[Pointing dataset excerpts]
_____

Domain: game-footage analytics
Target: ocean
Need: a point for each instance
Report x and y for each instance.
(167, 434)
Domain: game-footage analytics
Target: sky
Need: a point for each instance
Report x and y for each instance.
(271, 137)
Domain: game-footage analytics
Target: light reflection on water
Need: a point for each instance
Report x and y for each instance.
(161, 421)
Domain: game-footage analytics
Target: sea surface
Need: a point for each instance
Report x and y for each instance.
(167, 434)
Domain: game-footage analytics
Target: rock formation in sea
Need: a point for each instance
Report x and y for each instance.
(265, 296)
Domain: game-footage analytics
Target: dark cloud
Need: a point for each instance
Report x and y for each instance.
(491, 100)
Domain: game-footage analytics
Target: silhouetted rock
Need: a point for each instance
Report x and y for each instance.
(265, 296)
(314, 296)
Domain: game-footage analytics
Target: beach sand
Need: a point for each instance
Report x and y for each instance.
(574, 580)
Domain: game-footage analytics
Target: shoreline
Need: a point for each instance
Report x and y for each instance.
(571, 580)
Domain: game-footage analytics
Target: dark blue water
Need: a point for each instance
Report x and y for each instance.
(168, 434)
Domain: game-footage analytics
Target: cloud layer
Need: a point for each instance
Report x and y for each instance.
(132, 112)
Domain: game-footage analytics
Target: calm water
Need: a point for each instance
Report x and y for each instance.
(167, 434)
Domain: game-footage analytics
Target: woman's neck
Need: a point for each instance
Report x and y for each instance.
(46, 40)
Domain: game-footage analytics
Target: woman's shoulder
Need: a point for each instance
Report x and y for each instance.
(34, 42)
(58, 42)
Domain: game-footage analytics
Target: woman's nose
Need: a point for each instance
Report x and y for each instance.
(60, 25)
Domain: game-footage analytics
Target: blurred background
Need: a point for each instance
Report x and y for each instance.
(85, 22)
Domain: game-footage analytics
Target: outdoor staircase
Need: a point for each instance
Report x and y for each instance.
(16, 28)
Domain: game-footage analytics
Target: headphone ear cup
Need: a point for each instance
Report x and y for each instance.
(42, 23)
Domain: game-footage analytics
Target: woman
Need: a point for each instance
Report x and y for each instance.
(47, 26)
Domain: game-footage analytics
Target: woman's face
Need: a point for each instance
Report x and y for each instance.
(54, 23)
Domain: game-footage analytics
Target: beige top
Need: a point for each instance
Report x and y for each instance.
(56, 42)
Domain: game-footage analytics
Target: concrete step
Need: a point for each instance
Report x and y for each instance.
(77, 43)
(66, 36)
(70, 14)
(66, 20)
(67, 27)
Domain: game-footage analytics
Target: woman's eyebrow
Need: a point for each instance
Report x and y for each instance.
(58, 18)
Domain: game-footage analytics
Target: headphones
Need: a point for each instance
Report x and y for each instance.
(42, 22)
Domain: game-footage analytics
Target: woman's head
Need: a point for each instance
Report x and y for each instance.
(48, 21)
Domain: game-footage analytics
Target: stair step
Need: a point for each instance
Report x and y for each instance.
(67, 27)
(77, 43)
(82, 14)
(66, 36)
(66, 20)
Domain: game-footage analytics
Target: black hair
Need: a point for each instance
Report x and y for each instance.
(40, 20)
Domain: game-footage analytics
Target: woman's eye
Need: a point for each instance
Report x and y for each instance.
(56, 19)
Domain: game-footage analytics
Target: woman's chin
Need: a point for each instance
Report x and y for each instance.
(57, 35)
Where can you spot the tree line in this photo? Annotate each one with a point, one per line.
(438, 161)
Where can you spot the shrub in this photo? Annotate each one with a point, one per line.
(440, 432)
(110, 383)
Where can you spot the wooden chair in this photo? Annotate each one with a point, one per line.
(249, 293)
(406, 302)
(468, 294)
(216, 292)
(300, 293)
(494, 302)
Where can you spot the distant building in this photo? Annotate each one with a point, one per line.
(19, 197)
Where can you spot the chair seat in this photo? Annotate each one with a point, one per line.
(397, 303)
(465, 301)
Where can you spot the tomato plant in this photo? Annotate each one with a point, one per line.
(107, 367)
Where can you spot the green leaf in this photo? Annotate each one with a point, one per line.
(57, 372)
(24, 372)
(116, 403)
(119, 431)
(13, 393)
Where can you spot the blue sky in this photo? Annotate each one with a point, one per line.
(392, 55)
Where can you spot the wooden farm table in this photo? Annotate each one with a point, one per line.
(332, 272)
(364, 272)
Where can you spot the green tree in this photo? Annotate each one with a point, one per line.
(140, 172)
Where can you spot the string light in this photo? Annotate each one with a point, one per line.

_____

PROBLEM STATEMENT: Every line of the material must be returned exactly as it appears.

ANSWER FOR THIS EXERCISE:
Domain: game-footage analytics
Target: ocean
Need: a point for each instance
Report x and y for each instance.
(167, 434)
Domain: game-footage analytics
Target: sky
Need: a point for each instance
Report x and y for each instance.
(271, 137)
Domain: game-footage analytics
Target: light reflection on water
Need: a point for each instance
Report x and y for each instance.
(161, 421)
Domain: game-footage analytics
Target: sea surface
Need: a point for each instance
Report x and y for each instance.
(167, 434)
Domain: game-footage analytics
Target: rock formation in sea
Need: a point for each instance
Report x and y for each instance.
(265, 296)
Domain: game-footage analytics
Target: dark cloud
Need: a point for each instance
Report x and y for each instance.
(491, 100)
Domain: game-footage analytics
Target: silhouetted rock
Need: a point for each instance
Report x and y for each instance.
(265, 296)
(314, 296)
Domain: game-footage analytics
Target: beach sand
Need: a point for each instance
Report x and y for each instance.
(574, 580)
Domain: game-footage analytics
Target: shoreline
Need: a point for each instance
Report x and y for each instance.
(571, 580)
Domain: game-footage analytics
Target: dark blue water
Need: a point for each instance
Report x and y for each instance.
(168, 434)
Domain: game-footage analytics
Target: cloud layer
Need: a point for each instance
Report x and y for each instance.
(132, 112)
Domain: game-footage analytics
Target: calm water
Need: a point for each instance
Report x and y for each instance.
(167, 434)
Domain: game-footage analytics
Target: woman's neck
Need: a point for each instance
Report x and y for each instance.
(46, 40)
Domain: game-footage analytics
Target: woman's shoulder
Need: a point for each instance
Report x and y for each instance.
(34, 42)
(58, 42)
Domain: game-footage analytics
Target: woman's nose
Need: a point for each instance
Report x and y for each instance.
(60, 25)
Domain: game-footage analytics
Target: blurred background
Need: a point for each instance
Report x and y for each instance.
(85, 22)
Domain: game-footage analytics
Target: outdoor staircase
Need: a point for each instance
Report x and y for each instance.
(16, 28)
Domain: game-footage analytics
Target: headphone ear cup
Need: a point for each instance
Report x and y for each instance.
(42, 23)
Domain: game-footage analytics
Target: woman
Need: a point for each instance
Report x and y for each instance.
(47, 26)
Domain: game-footage analytics
Target: woman's face
Need: a point for each instance
Report x and y for each instance.
(54, 23)
Domain: game-footage analytics
Target: beige top
Need: a point for each instance
Report x and y for each instance.
(56, 42)
Domain: game-footage analytics
Target: concrete step
Need: a point for each instance
Report x and y for each instance.
(77, 43)
(66, 36)
(70, 14)
(66, 20)
(67, 27)
Domain: game-footage analytics
Target: woman's eyebrow
Need: a point for each instance
Report x and y for each instance.
(58, 18)
Domain: game-footage analytics
Target: headphones
Need: a point for each instance
Report x and y for each instance.
(42, 22)
Domain: game-footage analytics
Target: woman's head
Need: a point for each instance
Report x and y for each instance.
(48, 21)
Domain: game-footage analytics
Target: stair step
Need: a point for each instance
Report x and y for each instance.
(67, 27)
(77, 43)
(82, 14)
(66, 36)
(66, 20)
Domain: game-footage analytics
Target: black hair
Need: a point for each instance
Report x and y for each instance.
(40, 20)
Domain: game-footage analytics
Target: woman's eye
Need: a point for each instance
Report x and y for each instance.
(56, 19)
Domain: game-footage analytics
Target: woman's chin
Need: a point for each instance
Report x and y for each instance.
(57, 35)
Where can you spot the tree line in this photo? Annotate each one with a point, one per line.
(438, 161)
Where can you spot the shrub in this photo? Annotate each one with a point, one per line.
(440, 432)
(110, 383)
Where can you spot the wooden chair in this photo? Annotate each one with a point, one per line.
(249, 293)
(406, 302)
(468, 294)
(216, 292)
(300, 293)
(494, 302)
Where can you spot the distant building in this photo? Annotate each one with a point, one per line.
(19, 197)
Where can you spot the chair seat in this photo? Annotate each one with a point, one per line.
(397, 303)
(465, 301)
Where can you spot the tomato plant in this photo? Annotate each one with a point, one per line.
(107, 367)
Where can you spot the green leaf in this photo? Annotate each one with a point, one per line.
(57, 372)
(24, 372)
(116, 403)
(119, 431)
(13, 393)
Where can you spot the blue sky in this photo? Annotate each one with a point, one per line.
(392, 55)
Where can you spot the wooden farm table in this photo? Annotate each one with a point, one per line.
(332, 272)
(364, 272)
Where can you spot the green tree in this photo? Annotate each one with a point, one per line.
(140, 172)
Where can you spot the string light in this photo? Annotate each one with a point, one per line.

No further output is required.